#### [WORK INSTRUCTION]
Restate the stretch of the SanDisk article from "After being fabless" through "fab in Taiwan.", swapping "flirted with" for "experimented with".

#### [SUPPLIED PASSAGE]
● ● ● ●

Milpitas, Calif.-based SanDisk Corp. (SNDK) has announced a major acquisition -- a $1.1BUSD purchase of Fusion-IO, Inc. (FIO).  The move strengthens the ongoing war for enterprise business that SanDisk is waging against some of the world's top semiconductor firms.
 
I. SanDisk: A Fabless Flash Pioneer
 
The roots of SanDisk lie in 1988.  That year, Intel Corp. (INTC) released the first commercial NOR storage -- the 64-kilobit (8-kilobyte) 27F64 module and the 256-kilobit (32 KB) 27F256 and 28F256 modules.  The size of the shoebox, these bulky products used a new memory we know today as "flash".  Intel boldly proclaimed that the new memory would one day supplant EPROM (cheap, but only one write) and EEPROM (expensive, but supported multiple writes) in the nonvolatile storage market. 
 
SanDisk was perhaps the first true flash memory startup, or at least the most successful.  Found in 1988 by Eli Harari, Ph.D and Sanjay Mehrotra -- both veterans of Intel -- plus Jack Yuan, a Hughes Electronics veteran, SanDisk was a pioneer in a number of flash segments including pushing the format for digital photography and storage sticks.
 
After being fabless for much of its early existence, SanDisk flirted with fabricating in the late 1990s and early last decade.  In 1997 it invested $40M USD in a United Microelectronics Corp. (TPE:2303) fab in Taiwan.

● ● ● ●

#### [MATERIAL SUPPLIED]
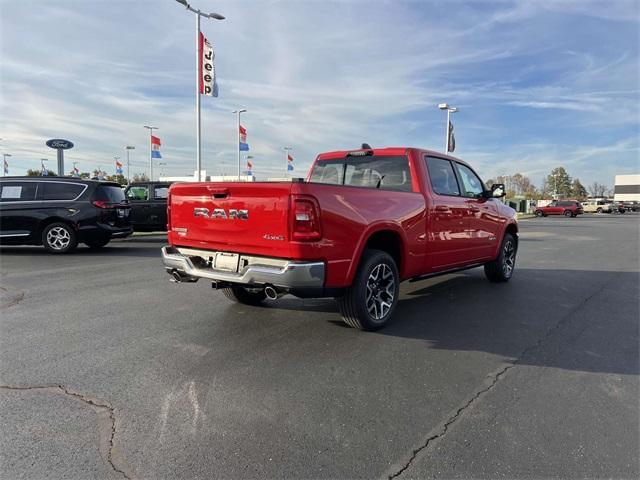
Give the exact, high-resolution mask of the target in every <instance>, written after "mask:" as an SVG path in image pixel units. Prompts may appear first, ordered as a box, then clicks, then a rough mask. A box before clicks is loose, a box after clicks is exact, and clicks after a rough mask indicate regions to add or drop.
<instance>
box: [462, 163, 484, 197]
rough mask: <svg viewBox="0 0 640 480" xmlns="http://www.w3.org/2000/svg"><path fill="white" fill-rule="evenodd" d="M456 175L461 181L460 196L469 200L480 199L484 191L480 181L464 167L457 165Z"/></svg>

● ● ● ●

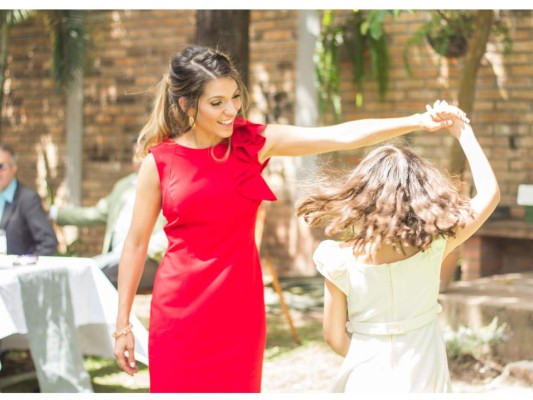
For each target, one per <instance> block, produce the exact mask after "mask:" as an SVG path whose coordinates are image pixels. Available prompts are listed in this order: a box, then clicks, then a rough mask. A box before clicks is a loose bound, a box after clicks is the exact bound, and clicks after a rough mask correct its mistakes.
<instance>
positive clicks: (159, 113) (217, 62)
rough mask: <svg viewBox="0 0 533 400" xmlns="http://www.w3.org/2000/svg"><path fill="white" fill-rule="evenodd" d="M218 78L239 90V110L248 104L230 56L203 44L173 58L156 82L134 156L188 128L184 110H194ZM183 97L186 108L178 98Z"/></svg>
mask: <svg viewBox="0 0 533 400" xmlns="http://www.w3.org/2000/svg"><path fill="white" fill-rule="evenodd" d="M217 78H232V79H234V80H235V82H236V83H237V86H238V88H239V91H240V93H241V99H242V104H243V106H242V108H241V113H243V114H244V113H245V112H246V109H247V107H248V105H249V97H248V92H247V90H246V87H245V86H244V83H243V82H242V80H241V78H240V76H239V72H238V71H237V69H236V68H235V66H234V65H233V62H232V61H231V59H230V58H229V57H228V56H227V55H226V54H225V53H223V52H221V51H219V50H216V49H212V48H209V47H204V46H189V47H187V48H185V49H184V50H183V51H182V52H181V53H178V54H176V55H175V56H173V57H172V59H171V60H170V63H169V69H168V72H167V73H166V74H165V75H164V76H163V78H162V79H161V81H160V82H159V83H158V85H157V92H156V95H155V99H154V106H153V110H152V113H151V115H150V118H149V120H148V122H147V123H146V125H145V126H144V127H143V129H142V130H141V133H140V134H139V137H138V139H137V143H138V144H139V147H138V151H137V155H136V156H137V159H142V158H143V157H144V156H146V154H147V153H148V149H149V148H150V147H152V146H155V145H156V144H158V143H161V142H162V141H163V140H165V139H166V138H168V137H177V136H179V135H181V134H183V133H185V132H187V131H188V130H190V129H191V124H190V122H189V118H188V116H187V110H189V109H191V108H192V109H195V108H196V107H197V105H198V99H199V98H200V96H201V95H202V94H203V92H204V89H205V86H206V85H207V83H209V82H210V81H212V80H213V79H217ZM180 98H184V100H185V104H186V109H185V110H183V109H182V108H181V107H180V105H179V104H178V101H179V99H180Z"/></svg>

● ● ● ●

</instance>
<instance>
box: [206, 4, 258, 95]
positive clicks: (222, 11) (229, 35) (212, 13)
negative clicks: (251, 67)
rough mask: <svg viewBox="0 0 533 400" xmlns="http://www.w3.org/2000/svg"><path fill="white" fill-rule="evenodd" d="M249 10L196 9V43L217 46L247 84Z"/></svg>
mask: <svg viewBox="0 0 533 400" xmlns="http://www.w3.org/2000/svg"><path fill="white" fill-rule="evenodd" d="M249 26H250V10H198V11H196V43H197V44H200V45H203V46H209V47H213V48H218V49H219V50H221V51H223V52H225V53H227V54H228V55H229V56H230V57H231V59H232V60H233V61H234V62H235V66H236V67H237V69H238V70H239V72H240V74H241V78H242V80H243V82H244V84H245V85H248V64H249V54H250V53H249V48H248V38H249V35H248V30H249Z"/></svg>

● ● ● ●

#### [RESPONSE AREA]
After being fabless for much of its early existence, SanDisk experimented with fabricating in the late 1990s and early last decade.  In 1997 it invested $40M USD in a United Microelectronics Corp. (TPE:2303) fab in Taiwan.